[Start of Attachment]

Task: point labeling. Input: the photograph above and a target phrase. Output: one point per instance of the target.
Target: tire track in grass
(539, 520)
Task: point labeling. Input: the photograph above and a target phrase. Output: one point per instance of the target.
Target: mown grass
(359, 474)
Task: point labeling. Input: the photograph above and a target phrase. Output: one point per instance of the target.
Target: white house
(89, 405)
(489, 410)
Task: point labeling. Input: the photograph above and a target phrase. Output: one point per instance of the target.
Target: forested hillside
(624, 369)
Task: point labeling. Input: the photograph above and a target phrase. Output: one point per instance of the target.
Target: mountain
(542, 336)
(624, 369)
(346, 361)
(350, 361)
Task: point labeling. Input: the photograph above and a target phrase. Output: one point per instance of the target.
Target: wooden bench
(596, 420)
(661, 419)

[End of Attachment]
[Start of Attachment]

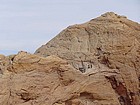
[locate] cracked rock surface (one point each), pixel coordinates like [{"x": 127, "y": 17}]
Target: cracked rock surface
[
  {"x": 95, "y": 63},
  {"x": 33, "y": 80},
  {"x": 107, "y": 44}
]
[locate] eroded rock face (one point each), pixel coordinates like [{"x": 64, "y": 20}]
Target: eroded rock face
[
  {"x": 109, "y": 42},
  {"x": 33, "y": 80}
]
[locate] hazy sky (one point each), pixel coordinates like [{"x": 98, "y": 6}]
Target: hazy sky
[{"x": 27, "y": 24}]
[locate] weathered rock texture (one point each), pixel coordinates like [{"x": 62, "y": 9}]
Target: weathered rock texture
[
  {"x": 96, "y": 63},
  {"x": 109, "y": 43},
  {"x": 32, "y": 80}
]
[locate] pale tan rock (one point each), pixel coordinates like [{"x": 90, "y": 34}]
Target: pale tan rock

[End of Attachment]
[Start of Attachment]

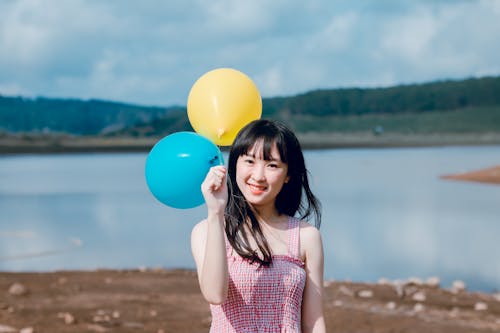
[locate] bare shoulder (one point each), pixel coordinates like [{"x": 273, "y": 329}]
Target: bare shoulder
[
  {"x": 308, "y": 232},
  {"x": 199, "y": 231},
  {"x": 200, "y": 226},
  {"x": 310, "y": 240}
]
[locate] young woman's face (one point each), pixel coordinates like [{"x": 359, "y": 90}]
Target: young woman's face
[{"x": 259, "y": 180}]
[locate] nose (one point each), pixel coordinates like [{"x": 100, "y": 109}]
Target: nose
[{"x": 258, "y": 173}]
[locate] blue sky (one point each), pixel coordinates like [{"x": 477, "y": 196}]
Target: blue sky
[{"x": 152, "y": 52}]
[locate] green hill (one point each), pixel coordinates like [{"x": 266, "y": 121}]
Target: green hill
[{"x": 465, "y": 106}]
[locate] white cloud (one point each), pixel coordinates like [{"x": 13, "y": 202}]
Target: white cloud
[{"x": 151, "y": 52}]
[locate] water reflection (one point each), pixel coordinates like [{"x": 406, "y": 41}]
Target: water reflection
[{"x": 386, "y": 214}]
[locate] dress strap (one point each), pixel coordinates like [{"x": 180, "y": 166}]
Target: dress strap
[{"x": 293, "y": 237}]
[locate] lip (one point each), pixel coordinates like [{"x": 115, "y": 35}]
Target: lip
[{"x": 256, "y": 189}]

[End of Attachment]

Copy word for word the stretch of entries above from the line that has "Target: eroded rock face" through the line that has "Target: pale tan rock", both ends included, and nothing outside it.

## Output for this exercise
Target: eroded rock face
[
  {"x": 109, "y": 42},
  {"x": 33, "y": 80}
]
[locate] hazy sky (one point each), pixel coordinates like [{"x": 98, "y": 6}]
Target: hazy sky
[{"x": 27, "y": 24}]
[locate] weathered rock texture (one point each), pixel coordinates like [{"x": 62, "y": 9}]
Target: weathered rock texture
[
  {"x": 96, "y": 63},
  {"x": 109, "y": 43},
  {"x": 32, "y": 80}
]
[locate] pale tan rock (one point each), pixel coordinates like [{"x": 90, "y": 34}]
Target: pale tan rock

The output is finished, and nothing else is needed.